══ DATA FOR THIS TASK ══
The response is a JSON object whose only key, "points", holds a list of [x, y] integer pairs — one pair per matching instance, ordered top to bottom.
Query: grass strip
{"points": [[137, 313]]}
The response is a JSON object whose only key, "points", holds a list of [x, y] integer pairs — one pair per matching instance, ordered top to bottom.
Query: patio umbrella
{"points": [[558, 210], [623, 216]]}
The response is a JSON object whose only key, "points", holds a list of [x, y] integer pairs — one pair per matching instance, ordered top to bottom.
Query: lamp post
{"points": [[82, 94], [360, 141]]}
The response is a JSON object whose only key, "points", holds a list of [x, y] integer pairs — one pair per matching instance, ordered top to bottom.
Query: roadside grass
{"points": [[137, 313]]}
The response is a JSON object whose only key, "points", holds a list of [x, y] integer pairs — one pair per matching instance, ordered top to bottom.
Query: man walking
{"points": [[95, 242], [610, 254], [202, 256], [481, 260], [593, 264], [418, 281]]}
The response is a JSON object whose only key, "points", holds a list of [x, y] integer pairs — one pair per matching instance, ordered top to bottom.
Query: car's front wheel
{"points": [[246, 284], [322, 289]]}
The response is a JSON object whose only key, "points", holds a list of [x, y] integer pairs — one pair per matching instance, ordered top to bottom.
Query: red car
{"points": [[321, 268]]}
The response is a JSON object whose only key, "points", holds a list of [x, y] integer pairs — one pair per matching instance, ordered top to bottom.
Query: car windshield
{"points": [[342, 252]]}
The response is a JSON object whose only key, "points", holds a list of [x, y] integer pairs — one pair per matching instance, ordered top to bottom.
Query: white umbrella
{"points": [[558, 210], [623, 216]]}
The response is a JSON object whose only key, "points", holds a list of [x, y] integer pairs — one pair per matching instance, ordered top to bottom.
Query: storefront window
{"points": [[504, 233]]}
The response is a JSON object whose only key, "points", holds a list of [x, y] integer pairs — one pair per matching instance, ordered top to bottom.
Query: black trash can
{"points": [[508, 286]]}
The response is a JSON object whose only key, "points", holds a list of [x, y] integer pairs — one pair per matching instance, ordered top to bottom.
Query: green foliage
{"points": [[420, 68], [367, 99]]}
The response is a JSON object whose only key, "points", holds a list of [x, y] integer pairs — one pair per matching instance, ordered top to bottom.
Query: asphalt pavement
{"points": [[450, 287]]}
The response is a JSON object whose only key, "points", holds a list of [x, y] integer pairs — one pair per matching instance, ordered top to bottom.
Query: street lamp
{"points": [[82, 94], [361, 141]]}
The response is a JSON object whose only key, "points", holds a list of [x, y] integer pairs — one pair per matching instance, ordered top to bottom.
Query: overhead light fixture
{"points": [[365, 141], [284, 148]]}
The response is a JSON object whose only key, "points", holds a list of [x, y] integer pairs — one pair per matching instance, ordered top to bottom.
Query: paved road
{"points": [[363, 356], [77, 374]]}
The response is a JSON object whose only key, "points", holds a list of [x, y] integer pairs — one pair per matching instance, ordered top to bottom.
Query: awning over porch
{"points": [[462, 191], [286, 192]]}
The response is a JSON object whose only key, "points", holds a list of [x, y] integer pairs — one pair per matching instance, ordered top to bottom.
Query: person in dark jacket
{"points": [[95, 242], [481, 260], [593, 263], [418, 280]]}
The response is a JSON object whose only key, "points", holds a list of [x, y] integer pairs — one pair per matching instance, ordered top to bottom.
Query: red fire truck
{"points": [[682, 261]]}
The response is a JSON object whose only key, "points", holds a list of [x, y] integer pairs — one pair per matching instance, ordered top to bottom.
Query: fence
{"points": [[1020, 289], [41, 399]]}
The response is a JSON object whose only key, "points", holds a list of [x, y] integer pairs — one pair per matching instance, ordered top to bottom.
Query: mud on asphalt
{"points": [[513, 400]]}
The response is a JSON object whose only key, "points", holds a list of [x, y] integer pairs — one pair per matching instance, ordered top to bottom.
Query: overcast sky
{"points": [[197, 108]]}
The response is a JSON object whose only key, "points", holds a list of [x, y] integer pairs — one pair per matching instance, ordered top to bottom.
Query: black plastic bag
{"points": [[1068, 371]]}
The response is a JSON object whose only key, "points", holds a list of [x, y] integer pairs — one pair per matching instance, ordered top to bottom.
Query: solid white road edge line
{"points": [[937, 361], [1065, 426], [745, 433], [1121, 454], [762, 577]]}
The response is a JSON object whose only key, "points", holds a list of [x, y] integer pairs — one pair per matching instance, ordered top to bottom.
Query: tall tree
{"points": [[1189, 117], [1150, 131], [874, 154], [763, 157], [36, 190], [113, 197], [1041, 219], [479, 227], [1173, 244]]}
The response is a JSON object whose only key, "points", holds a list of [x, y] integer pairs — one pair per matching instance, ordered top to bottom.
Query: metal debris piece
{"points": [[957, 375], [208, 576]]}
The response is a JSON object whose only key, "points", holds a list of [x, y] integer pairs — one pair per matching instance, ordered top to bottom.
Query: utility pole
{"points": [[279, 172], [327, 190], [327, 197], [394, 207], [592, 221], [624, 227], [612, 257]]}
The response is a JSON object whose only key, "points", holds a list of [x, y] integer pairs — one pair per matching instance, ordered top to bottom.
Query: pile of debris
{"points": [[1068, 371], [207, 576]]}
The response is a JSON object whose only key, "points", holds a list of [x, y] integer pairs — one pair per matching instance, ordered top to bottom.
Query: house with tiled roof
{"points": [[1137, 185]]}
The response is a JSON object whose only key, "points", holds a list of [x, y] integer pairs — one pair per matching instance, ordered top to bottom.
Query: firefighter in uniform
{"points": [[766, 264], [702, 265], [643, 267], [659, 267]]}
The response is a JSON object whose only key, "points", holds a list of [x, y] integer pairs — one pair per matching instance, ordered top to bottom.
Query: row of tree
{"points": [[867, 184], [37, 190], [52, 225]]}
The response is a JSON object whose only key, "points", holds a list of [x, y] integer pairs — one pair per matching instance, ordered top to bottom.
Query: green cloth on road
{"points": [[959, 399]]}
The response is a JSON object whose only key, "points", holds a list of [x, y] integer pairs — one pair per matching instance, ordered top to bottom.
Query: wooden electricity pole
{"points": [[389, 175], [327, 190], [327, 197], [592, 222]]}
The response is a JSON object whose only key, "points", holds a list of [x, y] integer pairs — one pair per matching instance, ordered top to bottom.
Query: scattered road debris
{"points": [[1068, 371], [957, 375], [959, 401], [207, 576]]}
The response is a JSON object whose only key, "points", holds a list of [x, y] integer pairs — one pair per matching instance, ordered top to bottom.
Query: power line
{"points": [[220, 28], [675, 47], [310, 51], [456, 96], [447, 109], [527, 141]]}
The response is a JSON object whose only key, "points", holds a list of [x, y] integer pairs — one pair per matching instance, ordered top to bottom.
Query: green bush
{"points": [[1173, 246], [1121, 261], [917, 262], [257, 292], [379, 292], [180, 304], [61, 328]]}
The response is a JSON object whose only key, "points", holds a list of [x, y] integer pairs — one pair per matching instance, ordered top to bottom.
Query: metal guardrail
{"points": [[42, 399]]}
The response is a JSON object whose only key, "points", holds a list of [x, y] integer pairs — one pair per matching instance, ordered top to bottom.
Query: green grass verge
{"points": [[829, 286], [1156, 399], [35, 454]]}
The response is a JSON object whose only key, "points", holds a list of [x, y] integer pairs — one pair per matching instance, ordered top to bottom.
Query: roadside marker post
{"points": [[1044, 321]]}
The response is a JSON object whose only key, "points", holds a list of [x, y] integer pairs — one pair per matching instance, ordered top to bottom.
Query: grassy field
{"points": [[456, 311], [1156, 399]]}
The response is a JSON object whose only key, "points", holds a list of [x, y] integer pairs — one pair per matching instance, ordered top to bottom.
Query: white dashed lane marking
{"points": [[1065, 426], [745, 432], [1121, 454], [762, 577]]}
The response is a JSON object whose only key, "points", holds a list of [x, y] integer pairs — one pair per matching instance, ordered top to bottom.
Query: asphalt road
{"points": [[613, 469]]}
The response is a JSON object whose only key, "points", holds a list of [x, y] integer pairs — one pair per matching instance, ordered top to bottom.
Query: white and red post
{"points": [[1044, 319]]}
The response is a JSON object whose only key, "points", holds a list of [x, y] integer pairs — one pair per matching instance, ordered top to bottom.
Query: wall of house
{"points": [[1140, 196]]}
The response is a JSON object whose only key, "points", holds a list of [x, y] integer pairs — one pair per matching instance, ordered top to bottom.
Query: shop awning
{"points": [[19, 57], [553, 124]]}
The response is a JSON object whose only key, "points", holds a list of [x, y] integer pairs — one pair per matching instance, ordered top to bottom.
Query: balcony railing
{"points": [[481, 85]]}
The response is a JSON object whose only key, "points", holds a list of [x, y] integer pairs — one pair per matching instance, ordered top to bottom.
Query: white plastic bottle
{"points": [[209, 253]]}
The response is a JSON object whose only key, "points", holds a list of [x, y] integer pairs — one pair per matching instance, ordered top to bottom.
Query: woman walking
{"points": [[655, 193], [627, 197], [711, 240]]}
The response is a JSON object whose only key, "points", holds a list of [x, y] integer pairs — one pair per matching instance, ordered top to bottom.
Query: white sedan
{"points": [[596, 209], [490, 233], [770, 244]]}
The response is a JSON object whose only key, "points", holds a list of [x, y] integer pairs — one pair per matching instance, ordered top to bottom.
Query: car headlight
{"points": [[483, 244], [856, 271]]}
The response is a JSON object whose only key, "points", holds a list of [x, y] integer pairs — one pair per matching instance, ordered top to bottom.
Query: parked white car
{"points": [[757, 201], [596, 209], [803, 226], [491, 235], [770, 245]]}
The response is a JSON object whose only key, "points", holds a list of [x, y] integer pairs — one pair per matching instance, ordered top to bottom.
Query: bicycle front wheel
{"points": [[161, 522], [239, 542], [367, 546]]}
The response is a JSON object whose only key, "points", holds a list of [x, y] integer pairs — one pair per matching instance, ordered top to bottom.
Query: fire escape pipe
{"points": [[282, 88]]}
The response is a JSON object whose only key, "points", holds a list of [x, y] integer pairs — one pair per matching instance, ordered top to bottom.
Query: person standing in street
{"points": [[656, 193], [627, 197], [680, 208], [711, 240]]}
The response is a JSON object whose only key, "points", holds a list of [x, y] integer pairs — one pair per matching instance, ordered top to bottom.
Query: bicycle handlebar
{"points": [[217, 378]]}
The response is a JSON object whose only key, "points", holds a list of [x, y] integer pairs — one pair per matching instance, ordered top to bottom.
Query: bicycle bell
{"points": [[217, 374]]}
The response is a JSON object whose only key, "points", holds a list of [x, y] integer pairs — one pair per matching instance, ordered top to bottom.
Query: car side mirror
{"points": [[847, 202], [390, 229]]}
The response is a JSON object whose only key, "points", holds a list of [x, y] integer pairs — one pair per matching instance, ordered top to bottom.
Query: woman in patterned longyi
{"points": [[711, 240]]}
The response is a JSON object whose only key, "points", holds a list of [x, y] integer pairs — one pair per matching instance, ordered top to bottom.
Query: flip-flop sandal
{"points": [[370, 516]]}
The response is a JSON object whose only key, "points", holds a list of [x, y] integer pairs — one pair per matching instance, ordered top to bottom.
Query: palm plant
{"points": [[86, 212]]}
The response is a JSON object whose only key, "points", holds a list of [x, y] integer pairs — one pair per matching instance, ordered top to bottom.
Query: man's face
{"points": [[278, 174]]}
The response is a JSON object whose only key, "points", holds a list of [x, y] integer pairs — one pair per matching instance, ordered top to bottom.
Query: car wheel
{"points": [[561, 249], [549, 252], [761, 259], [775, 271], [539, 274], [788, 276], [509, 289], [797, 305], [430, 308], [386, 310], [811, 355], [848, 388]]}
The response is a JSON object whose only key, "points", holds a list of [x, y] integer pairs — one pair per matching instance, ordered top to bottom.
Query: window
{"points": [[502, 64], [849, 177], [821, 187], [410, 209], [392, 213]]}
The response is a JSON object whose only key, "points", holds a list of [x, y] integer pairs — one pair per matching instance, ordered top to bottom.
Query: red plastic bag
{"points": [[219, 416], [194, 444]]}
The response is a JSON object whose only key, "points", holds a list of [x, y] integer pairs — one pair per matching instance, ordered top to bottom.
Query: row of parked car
═══
EXERCISE:
Starting at the line with "Query: window", copy every line down to the last one above, exactly as written and with nothing else.

RESPONSE TO THE EXERCISE:
Query: window
{"points": [[502, 64], [849, 177], [821, 187], [410, 209], [392, 213]]}
The response is a JSON object whose only key, "points", holds a list of [x, y] integer pairs — one pair per matching instance, ordered top to bottom.
Query: red plastic bag
{"points": [[219, 416], [194, 444]]}
The response is a JSON object whose only key, "points", holds a list of [x, y] integer pairs — one pair per matching instance, ordered top to bottom.
Query: row of parked car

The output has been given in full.